SOURCE PASSAGE:

I sometimes work remotely, so I’ve tried out many video conferencing and telepresence “solutions.” The state of the art is pretty sad, and it’s been that way for at least a decade.
In hopes of improving things, I’m going to list here three classic blunders that I’ve seen in most video conferencing software. If you’re developing one of these apps, please fix!
Most video conferencing software is apparently developed by people who only use headphones, because if you use a separate speaker and microphone, you’ll find that echo makes the product unuseable.
This makes the software a non-starter for telepresence. Sure, I can wear a headset on my end, but I can’t require everyone at the other end to wear headphones. And I’d rather not wear headphones myself.
I can’t emphasize how common this blunder is. Even Google, with all of its resources, has fallen for this one: echo cancellation in Google’s WebRTC works fine in Windows but for some reason it is not enabled in Linux. Perhaps it’s working now, I haven’t checked recently—but in any case, it’s also a feature that seems to come and go. You just can’t count on it.
Frankly I think this is a feature that should not be the responsibility of an application, it should be handled by the operating system. In Linux, PulseAudio now supports echo cancellation. For boring reasons I’m not using that, so I’ve been forced to a hardware solution.
Multiple network interfaces
Many computers have multiple network interfaces. For example, you may have both wireless and ethernet connections, or you might be running a VPN over a standard connection.

EXTRACTED INFORMATION:

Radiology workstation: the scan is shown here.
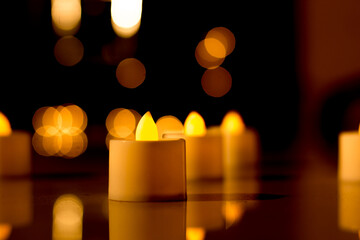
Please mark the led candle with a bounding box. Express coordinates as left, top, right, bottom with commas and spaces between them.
109, 200, 186, 240
109, 112, 186, 201
0, 112, 31, 176
184, 112, 223, 180
338, 126, 360, 181
221, 111, 259, 179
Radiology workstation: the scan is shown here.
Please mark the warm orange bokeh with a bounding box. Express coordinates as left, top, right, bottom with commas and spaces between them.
32, 104, 87, 158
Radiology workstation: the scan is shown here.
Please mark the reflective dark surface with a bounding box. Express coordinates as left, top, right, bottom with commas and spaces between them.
0, 149, 360, 240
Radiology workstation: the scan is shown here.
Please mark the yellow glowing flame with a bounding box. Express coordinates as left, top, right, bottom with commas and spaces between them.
186, 228, 205, 240
223, 201, 245, 228
221, 111, 245, 134
135, 112, 159, 141
156, 115, 184, 139
0, 112, 11, 136
111, 0, 142, 38
184, 111, 206, 136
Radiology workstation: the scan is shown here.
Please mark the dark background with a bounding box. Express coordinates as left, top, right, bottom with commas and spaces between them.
0, 0, 300, 150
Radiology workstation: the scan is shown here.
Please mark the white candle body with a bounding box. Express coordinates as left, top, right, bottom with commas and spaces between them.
0, 131, 31, 176
338, 131, 360, 181
223, 129, 260, 179
109, 200, 186, 240
185, 135, 223, 180
109, 139, 186, 201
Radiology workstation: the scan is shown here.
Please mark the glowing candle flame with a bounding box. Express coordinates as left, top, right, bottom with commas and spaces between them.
186, 227, 205, 240
135, 112, 159, 141
221, 111, 245, 134
184, 111, 206, 136
0, 112, 11, 136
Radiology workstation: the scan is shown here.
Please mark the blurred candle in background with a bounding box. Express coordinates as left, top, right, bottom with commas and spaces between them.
0, 112, 31, 176
184, 111, 223, 180
221, 111, 259, 179
338, 124, 360, 181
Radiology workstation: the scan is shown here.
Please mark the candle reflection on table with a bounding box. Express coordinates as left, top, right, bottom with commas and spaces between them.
109, 200, 186, 240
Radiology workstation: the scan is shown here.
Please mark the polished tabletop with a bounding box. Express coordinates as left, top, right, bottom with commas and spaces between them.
0, 149, 360, 240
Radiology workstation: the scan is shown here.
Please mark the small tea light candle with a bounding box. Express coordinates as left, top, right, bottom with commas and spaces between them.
184, 111, 223, 180
338, 126, 360, 181
0, 112, 31, 176
221, 111, 259, 179
109, 112, 186, 201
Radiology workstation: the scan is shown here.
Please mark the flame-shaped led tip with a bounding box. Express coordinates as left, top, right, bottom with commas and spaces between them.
135, 112, 159, 141
0, 112, 11, 136
221, 111, 245, 134
184, 111, 206, 136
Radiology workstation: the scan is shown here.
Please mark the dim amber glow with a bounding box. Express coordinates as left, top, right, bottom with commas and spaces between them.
201, 67, 232, 97
135, 112, 159, 141
205, 27, 235, 57
223, 201, 245, 228
51, 0, 81, 36
0, 223, 12, 240
221, 111, 245, 134
116, 58, 146, 88
54, 36, 84, 67
105, 108, 141, 143
186, 227, 205, 240
195, 40, 224, 69
111, 0, 142, 38
52, 194, 84, 240
0, 112, 11, 136
156, 115, 184, 139
184, 111, 206, 136
32, 104, 88, 158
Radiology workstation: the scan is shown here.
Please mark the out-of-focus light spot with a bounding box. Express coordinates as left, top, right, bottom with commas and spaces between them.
201, 67, 232, 97
32, 104, 88, 158
54, 36, 84, 67
135, 112, 159, 141
204, 37, 226, 58
221, 111, 245, 134
51, 0, 81, 36
116, 58, 146, 88
0, 112, 11, 136
223, 201, 245, 228
111, 0, 142, 38
205, 27, 235, 57
156, 115, 184, 139
195, 40, 224, 69
186, 227, 205, 240
105, 108, 141, 140
184, 111, 206, 136
52, 194, 84, 240
0, 223, 12, 240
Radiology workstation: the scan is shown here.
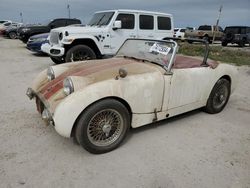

ACTIONS TO TAKE:
• a. From the video conferencing post, extract the passage between "In hopes of" and "apps, please fix!", inclusive.
• b. In the video conferencing post, what Linux software is said to now support echo cancellation?
The records aren't required for either task.

ANSWERS:
• a.
In hopes of improving things, I’m going to list here three classic blunders that I’ve seen in most video conferencing software. If you’re developing one of these apps, please fix!

• b. PulseAudio